▶ [Coordinate annotation entries]

◇ ◇ ◇ ◇ ◇

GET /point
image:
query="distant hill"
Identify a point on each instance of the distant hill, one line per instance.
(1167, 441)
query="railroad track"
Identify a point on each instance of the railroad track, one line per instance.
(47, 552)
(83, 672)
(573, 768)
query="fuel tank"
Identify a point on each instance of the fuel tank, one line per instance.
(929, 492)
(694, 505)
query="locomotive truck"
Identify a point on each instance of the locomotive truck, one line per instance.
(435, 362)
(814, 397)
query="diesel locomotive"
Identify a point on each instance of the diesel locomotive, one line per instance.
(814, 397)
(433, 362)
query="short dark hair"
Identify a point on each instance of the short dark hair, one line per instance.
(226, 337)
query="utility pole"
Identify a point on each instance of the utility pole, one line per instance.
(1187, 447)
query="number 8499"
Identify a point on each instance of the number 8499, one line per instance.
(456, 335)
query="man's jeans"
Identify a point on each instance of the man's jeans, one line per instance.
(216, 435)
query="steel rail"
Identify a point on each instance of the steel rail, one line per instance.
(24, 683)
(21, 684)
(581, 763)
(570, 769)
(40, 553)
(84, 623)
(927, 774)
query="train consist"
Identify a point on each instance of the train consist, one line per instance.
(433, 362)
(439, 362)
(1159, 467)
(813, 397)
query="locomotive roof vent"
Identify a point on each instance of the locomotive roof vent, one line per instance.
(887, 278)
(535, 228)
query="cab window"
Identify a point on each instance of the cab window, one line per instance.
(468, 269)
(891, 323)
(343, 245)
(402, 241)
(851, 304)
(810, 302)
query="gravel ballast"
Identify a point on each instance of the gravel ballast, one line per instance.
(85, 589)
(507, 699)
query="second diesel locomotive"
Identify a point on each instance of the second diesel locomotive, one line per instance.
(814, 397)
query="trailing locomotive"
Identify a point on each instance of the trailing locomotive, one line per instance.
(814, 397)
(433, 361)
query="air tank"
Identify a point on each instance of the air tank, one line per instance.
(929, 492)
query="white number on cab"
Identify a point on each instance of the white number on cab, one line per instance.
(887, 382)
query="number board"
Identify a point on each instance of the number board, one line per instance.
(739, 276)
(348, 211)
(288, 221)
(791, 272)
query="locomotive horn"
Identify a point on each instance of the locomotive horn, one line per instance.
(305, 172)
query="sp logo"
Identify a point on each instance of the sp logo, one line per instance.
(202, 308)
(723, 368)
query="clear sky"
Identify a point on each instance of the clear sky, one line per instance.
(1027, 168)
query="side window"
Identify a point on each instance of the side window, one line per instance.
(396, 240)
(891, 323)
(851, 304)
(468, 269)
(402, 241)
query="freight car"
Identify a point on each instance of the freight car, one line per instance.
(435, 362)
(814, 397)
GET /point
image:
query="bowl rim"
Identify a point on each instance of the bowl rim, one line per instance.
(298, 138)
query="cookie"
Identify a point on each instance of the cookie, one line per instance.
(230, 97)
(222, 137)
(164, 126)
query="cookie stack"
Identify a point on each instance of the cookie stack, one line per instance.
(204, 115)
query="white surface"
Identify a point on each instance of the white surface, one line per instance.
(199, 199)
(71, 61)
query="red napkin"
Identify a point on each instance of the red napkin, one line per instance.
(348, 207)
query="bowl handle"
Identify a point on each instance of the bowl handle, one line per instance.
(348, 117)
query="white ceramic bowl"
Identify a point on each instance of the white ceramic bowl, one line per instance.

◇ ◇ ◇ ◇ ◇

▶ [Required work]
Each record above should be restated word for word.

▶ [Response]
GET /point
image:
query="distant hill"
Identify a point on each instance of the distant hill, one line per instance.
(1167, 441)
query="railroad track"
Identify a point on each instance of the railroad track, one line per instance.
(47, 552)
(83, 672)
(573, 768)
query="fuel tank"
Identify a point on each instance of the fuel tank, one line per instance.
(929, 492)
(694, 505)
query="locomotive truck"
Identify a point on each instance of the locomotive truck, one line per instance.
(435, 362)
(814, 397)
query="diesel locomotive"
Identify a point on each instance of the diesel locomotive, one line per instance.
(814, 397)
(433, 362)
query="short dark hair"
Identify a point on each instance of the short dark hair, one line per instance.
(226, 337)
query="utility pole"
Identify a point on each instance of the utility pole, one line per instance.
(1187, 447)
query="number 8499"
Identify a point on each instance of the number 8499, one line per instance.
(456, 335)
query="man's jeans"
Identify a point on each instance of the man's jeans, one line per instance.
(216, 435)
query="steel rail"
Identify a point on each instance of the steel rail, one line per instance.
(24, 683)
(21, 684)
(581, 763)
(570, 769)
(40, 553)
(84, 623)
(927, 774)
query="train consist"
Identify a point on each instance of the train consist, one line per instance.
(433, 362)
(439, 362)
(1159, 467)
(813, 397)
query="locomotive roof vent"
Identify a point on each instance of the locomotive roof vent, one line per instance.
(887, 278)
(535, 228)
query="cab window"
Identify a point on each instance of the cab window, one line per instance.
(468, 269)
(891, 323)
(343, 245)
(402, 241)
(851, 304)
(810, 302)
query="gravel ballast"
Identify a point on each instance of the gravel ballast, one line per instance.
(85, 589)
(507, 699)
query="second diesel locomotive"
Identify a point on each instance of the second diesel locomotive, one line per instance.
(814, 397)
query="trailing locomotive"
Identify a point on each instance of the trailing locomotive, one line per instance.
(814, 397)
(433, 361)
query="air tank"
Identify a point on each instance of the air tank, one line per instance.
(929, 492)
query="white number on cab"
Identify a point on each instance of the white number on cab, one line per instance.
(887, 382)
query="number board"
Identify a point on each instance of the number board, one line per instance.
(739, 276)
(348, 211)
(288, 221)
(791, 272)
query="locomotive horn"
Identify a point on each instance of the locomotive horn, one line per instance.
(305, 172)
query="sp logo"
Identify a point on each instance of the sp logo, one line per instance.
(202, 308)
(723, 368)
query="clear sky"
Identify a point on each instance of the clear sky, one line per instance.
(1027, 168)
query="side window"
Identify a point on each instance of the side window, one line per instance.
(396, 240)
(891, 323)
(851, 304)
(468, 269)
(402, 241)
query="freight car"
Identify a point on each instance of the freight car, one line per instance.
(435, 362)
(814, 397)
GET /point
image:
query="bowl rim"
Identify a point on each instance of the bowl rim, one line per instance.
(298, 138)
query="cookie"
Identify a point on each instance of the cookie, one line per instance.
(230, 97)
(222, 137)
(164, 126)
query="cookie stack"
Identify a point on each instance of the cookie stack, one line per instance.
(204, 115)
query="white surface"
Identify a point on each instance of the white surface, one line per instance.
(199, 199)
(71, 61)
query="red napkin"
Identify a point on each instance of the red napkin, one line per instance.
(348, 207)
query="bowl handle"
Identify a point on each instance of the bowl handle, one line per instance.
(348, 117)
query="white ceramic bowl"
Identify a point on each instance of the white ceramic bowl, one line per instance.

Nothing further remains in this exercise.